Your objective: Set down, word for word, the stretch of lines from the one containing "When queried with" to the end of the records below.

Items listed in a dataset:
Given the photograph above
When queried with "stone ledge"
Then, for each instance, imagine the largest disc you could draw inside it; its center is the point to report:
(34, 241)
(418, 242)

Answer area:
When queried with "stone ledge"
Then, for each instance, imagine the largest disc you could draw inside it; its center is the point to report:
(34, 241)
(418, 242)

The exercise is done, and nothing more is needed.